■ **Source passage**
━━━━━━━━━━
Dozens of awe-inspiring ancient footprints left on the shores of an ice age lake have reignited a long-running debate about when the first people arrived in the Americas.
Two years ago, a team of scientists came to the conclusion that human tracks sunk into the mud in White Sands National Park in New Mexico were more than 21,000 years old. The provocative finding threatened the dominant thinking on when and how people migrated into the Americas. Soon afterward, a technical debate erupted about the method used to estimate the age of the tracks, which relied on an analysis of plant seeds embedded with the footprints.
Now, a study published in the journal Science confirms the initial finding with two new lines of evidence: thousands of grains of pollen and an analysis of quartz crystals in the sediments.
“It’s more or less a master class in how you do this,” said Edward Jolie, an anthropological archaeologist at the University of Arizona who has studied the White Sands footprints in the field but was not involved in the new study. “As Carl Sagan said, ‘Extraordinary claims require extraordinary evidence.’ They have some extraordinary evidence.”
Lorena Becerra-Valdivia, a fellow at the Oxford Radiocarbon Accelerator Unit, said that the results support her modeling work, which suggested that people first crossed into present-day North America before 29,000 years ago, possibly traveling via the ocean.
“If anything, early findings like the White Sands footprints should inspire further scientific investigation in what is a dynamic and changing field,” Becerra-Valdivia said.
━━━━━━━━━━
■ **Stated problem 1**
List every person named in the article about the White Sands footprints.
The article and the rows that come after it come from unrelated sources.
━━━━━━━━━━
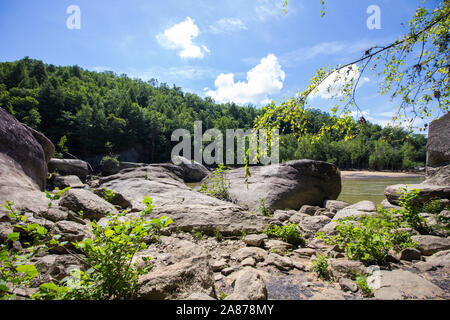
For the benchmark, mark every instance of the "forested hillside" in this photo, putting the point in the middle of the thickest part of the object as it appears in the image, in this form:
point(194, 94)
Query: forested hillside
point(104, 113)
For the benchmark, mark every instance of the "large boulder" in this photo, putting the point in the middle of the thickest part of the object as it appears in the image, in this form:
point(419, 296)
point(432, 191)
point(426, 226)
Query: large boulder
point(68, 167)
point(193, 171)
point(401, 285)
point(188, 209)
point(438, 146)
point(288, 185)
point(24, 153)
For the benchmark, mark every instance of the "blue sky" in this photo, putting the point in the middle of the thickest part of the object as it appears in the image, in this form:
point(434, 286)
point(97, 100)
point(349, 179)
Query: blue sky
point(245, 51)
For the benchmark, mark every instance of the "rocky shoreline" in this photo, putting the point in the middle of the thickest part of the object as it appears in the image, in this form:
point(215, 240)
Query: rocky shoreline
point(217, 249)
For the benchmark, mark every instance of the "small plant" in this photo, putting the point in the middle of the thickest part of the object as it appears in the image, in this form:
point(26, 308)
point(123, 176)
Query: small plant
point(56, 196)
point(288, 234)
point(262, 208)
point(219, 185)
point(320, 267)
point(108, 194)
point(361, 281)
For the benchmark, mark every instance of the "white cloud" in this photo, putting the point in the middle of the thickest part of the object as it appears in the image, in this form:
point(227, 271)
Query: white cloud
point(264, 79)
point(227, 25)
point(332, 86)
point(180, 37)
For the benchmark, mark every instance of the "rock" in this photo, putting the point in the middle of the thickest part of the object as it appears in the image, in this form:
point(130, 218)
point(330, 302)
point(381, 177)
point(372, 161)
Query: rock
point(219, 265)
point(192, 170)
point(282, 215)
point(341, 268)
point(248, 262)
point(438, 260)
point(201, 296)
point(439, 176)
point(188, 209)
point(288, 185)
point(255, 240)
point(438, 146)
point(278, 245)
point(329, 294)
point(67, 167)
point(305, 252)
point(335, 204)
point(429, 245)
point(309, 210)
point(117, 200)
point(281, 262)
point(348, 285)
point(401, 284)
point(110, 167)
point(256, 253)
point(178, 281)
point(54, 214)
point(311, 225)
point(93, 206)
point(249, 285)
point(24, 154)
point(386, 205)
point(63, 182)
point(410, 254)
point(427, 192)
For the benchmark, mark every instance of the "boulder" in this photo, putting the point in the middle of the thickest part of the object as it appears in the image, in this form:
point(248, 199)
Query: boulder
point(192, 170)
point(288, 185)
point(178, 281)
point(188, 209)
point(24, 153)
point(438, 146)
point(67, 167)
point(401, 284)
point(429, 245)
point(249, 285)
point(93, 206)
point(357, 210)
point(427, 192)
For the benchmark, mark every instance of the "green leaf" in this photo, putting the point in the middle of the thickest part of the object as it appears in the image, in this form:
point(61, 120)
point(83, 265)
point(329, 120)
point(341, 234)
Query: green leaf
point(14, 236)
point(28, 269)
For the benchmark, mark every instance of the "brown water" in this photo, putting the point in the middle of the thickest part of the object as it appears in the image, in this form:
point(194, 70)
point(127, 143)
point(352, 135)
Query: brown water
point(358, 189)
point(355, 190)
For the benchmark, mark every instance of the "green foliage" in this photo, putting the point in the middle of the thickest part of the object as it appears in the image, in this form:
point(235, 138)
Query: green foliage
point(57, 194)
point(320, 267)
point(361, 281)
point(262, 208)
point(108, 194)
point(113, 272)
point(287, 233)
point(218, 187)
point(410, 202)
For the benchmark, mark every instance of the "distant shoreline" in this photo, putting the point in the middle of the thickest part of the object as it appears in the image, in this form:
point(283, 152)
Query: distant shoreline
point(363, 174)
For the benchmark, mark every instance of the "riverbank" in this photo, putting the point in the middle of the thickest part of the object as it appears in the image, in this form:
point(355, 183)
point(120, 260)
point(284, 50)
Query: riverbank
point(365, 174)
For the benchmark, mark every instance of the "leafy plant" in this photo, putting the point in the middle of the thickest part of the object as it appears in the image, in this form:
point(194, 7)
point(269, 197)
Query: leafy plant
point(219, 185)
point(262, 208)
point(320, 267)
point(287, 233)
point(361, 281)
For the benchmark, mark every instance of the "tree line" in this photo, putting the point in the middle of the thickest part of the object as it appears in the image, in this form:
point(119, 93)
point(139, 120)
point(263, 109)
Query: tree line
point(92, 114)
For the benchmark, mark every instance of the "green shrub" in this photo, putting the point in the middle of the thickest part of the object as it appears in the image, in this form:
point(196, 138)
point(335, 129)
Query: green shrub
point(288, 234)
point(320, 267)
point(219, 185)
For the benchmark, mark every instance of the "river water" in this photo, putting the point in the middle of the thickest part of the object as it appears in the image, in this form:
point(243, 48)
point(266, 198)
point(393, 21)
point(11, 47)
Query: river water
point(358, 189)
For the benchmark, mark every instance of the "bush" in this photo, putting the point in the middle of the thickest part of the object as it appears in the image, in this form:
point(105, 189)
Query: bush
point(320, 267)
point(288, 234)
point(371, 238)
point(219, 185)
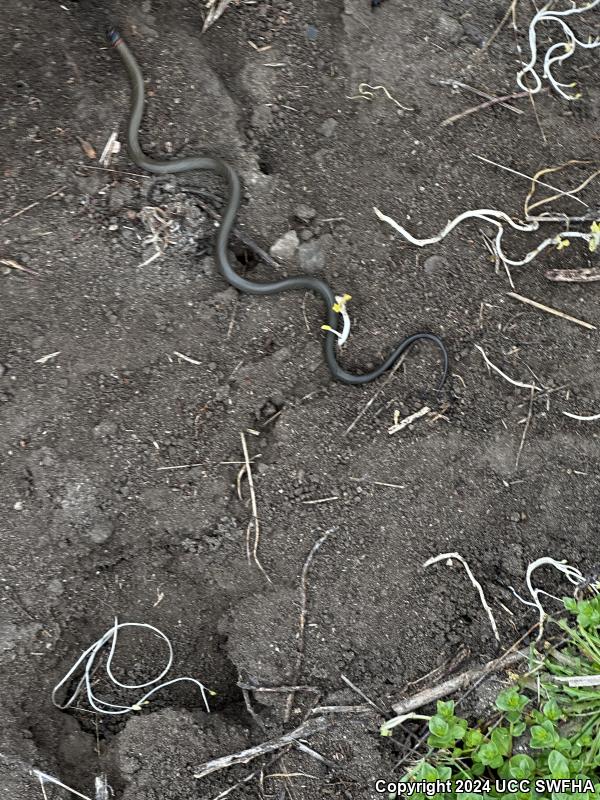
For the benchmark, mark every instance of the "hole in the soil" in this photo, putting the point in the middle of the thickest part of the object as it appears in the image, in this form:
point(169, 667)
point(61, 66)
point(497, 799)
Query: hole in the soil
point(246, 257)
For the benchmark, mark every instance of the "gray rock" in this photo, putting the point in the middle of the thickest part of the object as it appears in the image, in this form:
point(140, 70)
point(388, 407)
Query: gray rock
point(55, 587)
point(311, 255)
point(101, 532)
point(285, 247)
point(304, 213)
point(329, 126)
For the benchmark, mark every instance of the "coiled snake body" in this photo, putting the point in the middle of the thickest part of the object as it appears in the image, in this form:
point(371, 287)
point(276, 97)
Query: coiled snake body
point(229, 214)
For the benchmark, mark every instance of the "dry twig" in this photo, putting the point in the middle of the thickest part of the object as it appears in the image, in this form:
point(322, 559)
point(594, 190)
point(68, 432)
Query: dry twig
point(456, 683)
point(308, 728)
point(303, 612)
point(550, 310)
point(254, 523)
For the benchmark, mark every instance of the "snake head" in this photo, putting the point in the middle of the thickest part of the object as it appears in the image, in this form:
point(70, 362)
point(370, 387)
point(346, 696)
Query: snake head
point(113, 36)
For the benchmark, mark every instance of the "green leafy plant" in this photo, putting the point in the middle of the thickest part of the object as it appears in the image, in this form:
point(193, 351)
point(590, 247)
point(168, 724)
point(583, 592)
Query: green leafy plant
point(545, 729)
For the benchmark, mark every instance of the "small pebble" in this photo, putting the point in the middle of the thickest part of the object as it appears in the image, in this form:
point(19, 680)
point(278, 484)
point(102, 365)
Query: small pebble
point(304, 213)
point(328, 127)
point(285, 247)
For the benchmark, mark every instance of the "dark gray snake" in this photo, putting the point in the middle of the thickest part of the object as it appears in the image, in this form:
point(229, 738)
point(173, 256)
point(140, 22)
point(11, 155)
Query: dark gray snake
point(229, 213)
━━━━━━━━━━
■ **Stated problem 2**
Find every line of the rows that contains the string "green", and copy each of those lines. Case counts.

■ **Written answer 1**
Edward Jolie, Carl Sagan, Lorena Becerra-Valdivia

■ **Written answer 2**
For the benchmark, mark every instance of the "green leaf" in this photo, putting the point in the middle of the thickest part of the object as it appears in the image, in this form:
Query: green leaf
For the benchmark, mark every instance of the "green foliage" in this photo, putting the point in the middle of the thickest part of the object as it appears in the image, in this form:
Query: green foliage
For the benchmark, mark every instance of the "green shrub" in this photo, putting the point in the middle of the thickest part of the object as it appears in the image, in this form:
Query: green shrub
For the benchmark, mark every instance of the "green leafy plant" in this photo, putting the point in the middle of the thickest part of the object as it appears in the image, in this form:
Query: green leafy plant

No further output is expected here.